• [Set task]: Copy all of the material below exactly.

|---|

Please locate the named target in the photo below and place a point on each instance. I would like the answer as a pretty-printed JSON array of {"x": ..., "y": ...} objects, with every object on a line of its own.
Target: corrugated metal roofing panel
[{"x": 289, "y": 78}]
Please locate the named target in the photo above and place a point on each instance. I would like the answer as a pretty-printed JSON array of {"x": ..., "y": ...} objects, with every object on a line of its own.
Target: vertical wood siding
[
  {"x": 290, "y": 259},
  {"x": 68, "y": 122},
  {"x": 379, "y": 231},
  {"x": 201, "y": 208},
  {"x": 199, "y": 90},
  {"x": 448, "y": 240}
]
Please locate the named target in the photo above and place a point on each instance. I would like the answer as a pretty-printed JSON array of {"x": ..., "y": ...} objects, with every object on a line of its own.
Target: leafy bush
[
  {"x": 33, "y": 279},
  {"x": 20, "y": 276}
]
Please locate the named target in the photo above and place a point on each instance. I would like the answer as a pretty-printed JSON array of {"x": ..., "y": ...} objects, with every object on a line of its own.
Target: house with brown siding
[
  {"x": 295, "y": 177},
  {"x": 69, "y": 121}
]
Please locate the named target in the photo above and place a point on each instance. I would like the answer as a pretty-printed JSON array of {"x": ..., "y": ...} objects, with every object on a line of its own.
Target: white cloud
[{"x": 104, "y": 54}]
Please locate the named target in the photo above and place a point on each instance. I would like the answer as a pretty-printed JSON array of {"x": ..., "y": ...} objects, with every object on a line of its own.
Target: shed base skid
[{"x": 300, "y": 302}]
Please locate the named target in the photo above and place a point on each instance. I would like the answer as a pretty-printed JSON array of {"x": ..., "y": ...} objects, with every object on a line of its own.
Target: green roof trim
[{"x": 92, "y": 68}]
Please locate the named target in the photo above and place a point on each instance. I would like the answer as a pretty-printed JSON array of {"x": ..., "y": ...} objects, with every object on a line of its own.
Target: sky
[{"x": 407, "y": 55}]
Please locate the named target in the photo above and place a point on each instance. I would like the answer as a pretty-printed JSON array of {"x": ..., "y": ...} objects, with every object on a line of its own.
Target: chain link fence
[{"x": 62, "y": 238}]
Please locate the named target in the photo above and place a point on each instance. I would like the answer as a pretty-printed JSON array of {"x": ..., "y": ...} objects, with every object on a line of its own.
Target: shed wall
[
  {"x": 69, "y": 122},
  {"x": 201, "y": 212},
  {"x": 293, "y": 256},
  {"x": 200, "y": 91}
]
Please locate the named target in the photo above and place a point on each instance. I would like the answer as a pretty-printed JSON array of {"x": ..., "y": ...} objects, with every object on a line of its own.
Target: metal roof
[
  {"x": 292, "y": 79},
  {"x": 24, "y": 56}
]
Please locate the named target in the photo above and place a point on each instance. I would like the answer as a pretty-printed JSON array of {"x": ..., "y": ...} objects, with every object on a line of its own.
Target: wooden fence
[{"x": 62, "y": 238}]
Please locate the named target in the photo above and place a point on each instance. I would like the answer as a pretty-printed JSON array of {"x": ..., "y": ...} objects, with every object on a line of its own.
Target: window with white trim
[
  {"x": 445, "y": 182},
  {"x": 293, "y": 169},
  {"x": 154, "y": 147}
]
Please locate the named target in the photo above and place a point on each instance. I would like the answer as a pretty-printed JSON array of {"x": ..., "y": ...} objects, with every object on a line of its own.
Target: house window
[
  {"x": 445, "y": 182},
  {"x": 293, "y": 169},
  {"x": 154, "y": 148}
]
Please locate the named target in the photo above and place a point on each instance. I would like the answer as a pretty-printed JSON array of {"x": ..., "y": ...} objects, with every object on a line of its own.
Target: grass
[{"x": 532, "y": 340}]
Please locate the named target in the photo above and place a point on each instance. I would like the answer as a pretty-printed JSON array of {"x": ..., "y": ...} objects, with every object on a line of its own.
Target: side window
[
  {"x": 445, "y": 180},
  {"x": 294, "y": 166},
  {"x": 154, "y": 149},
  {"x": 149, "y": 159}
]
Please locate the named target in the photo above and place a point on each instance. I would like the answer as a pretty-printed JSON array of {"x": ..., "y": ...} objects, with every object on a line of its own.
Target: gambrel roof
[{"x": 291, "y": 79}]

|---|

• [The answer]:
Please locate the named target in the photo below and place a point on each instance. I would like the answer as a pretty-printed JSON array of {"x": ..., "y": ...} objects, with every object on a line of its own.
Target: corrugated metal roofing panel
[{"x": 289, "y": 78}]
Please locate the named target in the photo above and place a point on each instance. I would like the answer as a pretty-printed JSON array of {"x": ..., "y": ...} objects, with every object on a line of its own.
Target: vertical wood siding
[
  {"x": 290, "y": 259},
  {"x": 68, "y": 122},
  {"x": 379, "y": 231},
  {"x": 201, "y": 208},
  {"x": 199, "y": 90},
  {"x": 448, "y": 240}
]
Please locate the named target in the photo above and place a point on each instance. I would like the answer as a pretty-printed JSON array of {"x": ..., "y": ...} objects, with every object on a line of its own.
Target: leafy bush
[
  {"x": 33, "y": 279},
  {"x": 20, "y": 276}
]
Please locate the named target in the photo above and place a point on each instance. I would like the answer as a pretty-printed JSON array of {"x": ..., "y": ...} objects, with every object on a line of its own.
Target: house with brown siding
[
  {"x": 295, "y": 177},
  {"x": 69, "y": 121}
]
Please locate the named target in the photo above and place a point on each instance. I would like the answer as a pretty-printed JSON array of {"x": ..., "y": ...} objects, with every object on a line of its own.
Target: white cloud
[{"x": 104, "y": 54}]
Please locate the named target in the photo above and place a point on each instance. I would like the answer as a pretty-printed JSON array of {"x": ..., "y": ...} objects, with every object on a line of its own.
Target: shed base skid
[{"x": 300, "y": 302}]
Please locate the named target in the photo above and place a point on each instance. I would like the answer as a pretty-printed JSON array of {"x": ..., "y": ...} objects, with every object on a line of its own.
Target: green roof trim
[{"x": 92, "y": 68}]
Please locate the named target in the photo above and place a point on each instance. I would like the answer as a pretty-printed JSON array of {"x": ..., "y": ...} objects, with every object on a line of its own.
Target: sky
[{"x": 407, "y": 55}]
Please locate the named target in the photo above and place a point on each instance. I would like the answer as a pretty-printed JSON array of {"x": ..., "y": ...} objects, with every object on a line of its own.
Target: chain link fence
[{"x": 62, "y": 238}]
Please locate the named target in the photo above and place a point on each instance. I would like the answer as a pretty-printed JSON array of {"x": ..., "y": ...} objects, with every object on a line of its own.
Target: shed wall
[
  {"x": 69, "y": 122},
  {"x": 201, "y": 212},
  {"x": 293, "y": 256},
  {"x": 200, "y": 91}
]
Please locate the named target in the photo above and place a point on each instance. I would like the answer as a pretty-printed JSON array of {"x": ..., "y": ...} objects, with every object on a line of its own.
Target: metal roof
[
  {"x": 292, "y": 79},
  {"x": 24, "y": 56}
]
Please locate the named target in the photo above and place a point on each instance. I would like the answer as a pretty-printed JSON array of {"x": ..., "y": ...} objects, with every object on a line of its own.
Target: wooden fence
[{"x": 62, "y": 238}]
Please locate the named target in the photo above and place a point on each instance. I would like the answer as a pretty-printed JSON array of {"x": ..., "y": ...} objects, with every object on a line of its own.
Target: window with white trim
[
  {"x": 445, "y": 182},
  {"x": 293, "y": 169},
  {"x": 154, "y": 147}
]
Please locate the named target in the photo above and place a point on each instance. I would like the answer as a pretty-printed JSON array of {"x": ..., "y": ...} objects, with every object on a line of its own.
Target: house window
[
  {"x": 445, "y": 182},
  {"x": 293, "y": 169},
  {"x": 154, "y": 148}
]
Please locate the named target in the photo above and place a point on each instance. I would like the answer as a pretty-printed JSON array of {"x": ..., "y": ...} objects, with every object on a line of its own.
Target: grass
[{"x": 532, "y": 340}]
Please locate the named target in the photo above and place a point on each instance. I would like the answer as a pretty-printed JSON array of {"x": ..., "y": ...} objects, with every object on a line of its own.
Target: side window
[
  {"x": 445, "y": 180},
  {"x": 294, "y": 166},
  {"x": 154, "y": 149},
  {"x": 149, "y": 159}
]
Please locate the named target in the photo above and place a point on each instance. I would like the answer as a pretty-printed JSON array of {"x": ..., "y": ...} objects, with every object on a line of its own.
Target: gambrel roof
[{"x": 291, "y": 79}]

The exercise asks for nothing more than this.